Exercise: Put every line of the data below into a numbered list, dropping any blank lines. Leave the pictures out of your list.

Excerpts of pointing data:

━━━━━━━━━━━━━━━━

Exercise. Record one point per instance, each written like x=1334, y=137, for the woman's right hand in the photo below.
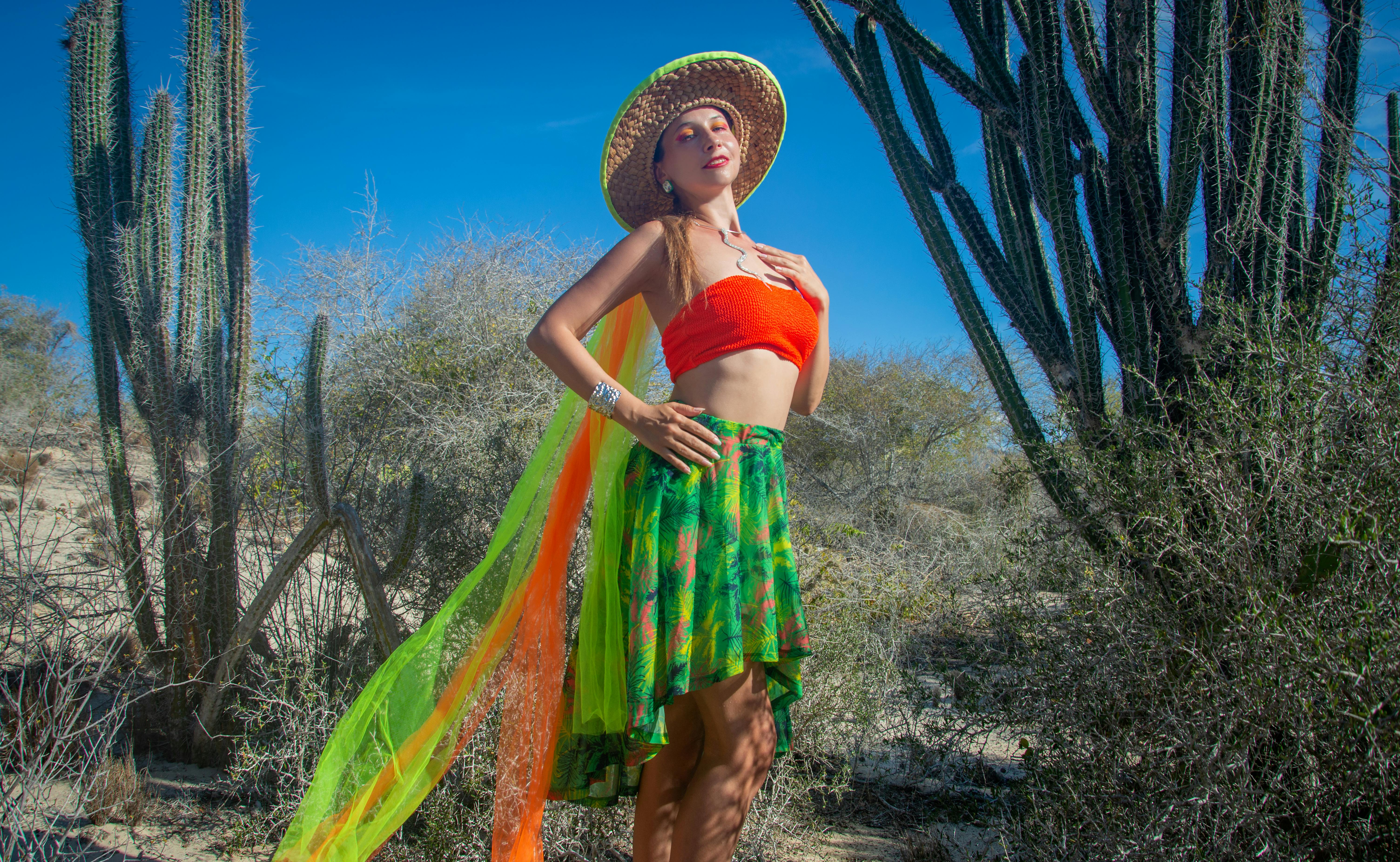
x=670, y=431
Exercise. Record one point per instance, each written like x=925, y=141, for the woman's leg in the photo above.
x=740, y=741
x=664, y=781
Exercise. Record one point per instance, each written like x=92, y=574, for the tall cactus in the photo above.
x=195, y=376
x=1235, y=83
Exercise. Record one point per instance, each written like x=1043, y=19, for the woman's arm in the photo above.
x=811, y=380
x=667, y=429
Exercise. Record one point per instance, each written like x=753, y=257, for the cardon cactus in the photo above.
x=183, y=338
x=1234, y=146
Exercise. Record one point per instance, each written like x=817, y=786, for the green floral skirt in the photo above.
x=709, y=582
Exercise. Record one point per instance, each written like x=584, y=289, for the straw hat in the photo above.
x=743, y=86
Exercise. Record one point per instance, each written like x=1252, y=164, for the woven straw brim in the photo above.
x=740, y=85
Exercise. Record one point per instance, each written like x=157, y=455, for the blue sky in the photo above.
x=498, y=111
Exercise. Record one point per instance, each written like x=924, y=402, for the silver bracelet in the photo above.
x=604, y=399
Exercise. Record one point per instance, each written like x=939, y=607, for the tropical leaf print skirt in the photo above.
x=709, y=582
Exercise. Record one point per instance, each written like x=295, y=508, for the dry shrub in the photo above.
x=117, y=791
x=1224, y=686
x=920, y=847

━━━━━━━━━━━━━━━━

Final answer:
1. Exercise. Record one point per instance, each written like x=1334, y=137, for the woman's right hand in the photo below.
2. x=670, y=431
3. Exercise. Record one point per instance, each written like x=925, y=141, for the woman's leg in the photo above.
4. x=740, y=741
5. x=664, y=781
6. Exercise. Record one point per instance, each written like x=92, y=574, for the tall cactus in the photo above.
7. x=195, y=376
8. x=1235, y=83
9. Exercise. Record one point per instance, each written like x=1043, y=19, for the woman's arm in the photo above.
10. x=811, y=380
11. x=667, y=429
12. Exercise. Record one point per instance, each written like x=753, y=257, for the cardon cactus in the photo above.
13. x=183, y=338
14. x=1234, y=146
15. Exercise. Record one point per instance, each written like x=817, y=786, for the green floral skirt in the photo above.
16. x=709, y=582
17. Exercise. Record one point per instance, each written like x=584, y=289, for the straw hat in the photo above.
18. x=743, y=86
19. Exercise. Record one point per instance, each written like x=1252, y=164, for the woven straw brim in the photo above.
20. x=740, y=85
21. Exercise. Record one point per instance, each written like x=157, y=455, for the blue sky in the photo above.
22. x=498, y=111
23. Exercise. Record one point per instance, each written like x=924, y=402, for the silver bracelet in the photo above.
24. x=604, y=399
25. Exercise. Record one point per instance, each written like x=939, y=607, for the tropical leaf print skirt in the photo above.
26. x=709, y=582
27. Exercise. Record one point per instance, each written like x=295, y=508, for the dry shrub in the photo above.
28. x=117, y=791
29. x=1224, y=686
30. x=920, y=847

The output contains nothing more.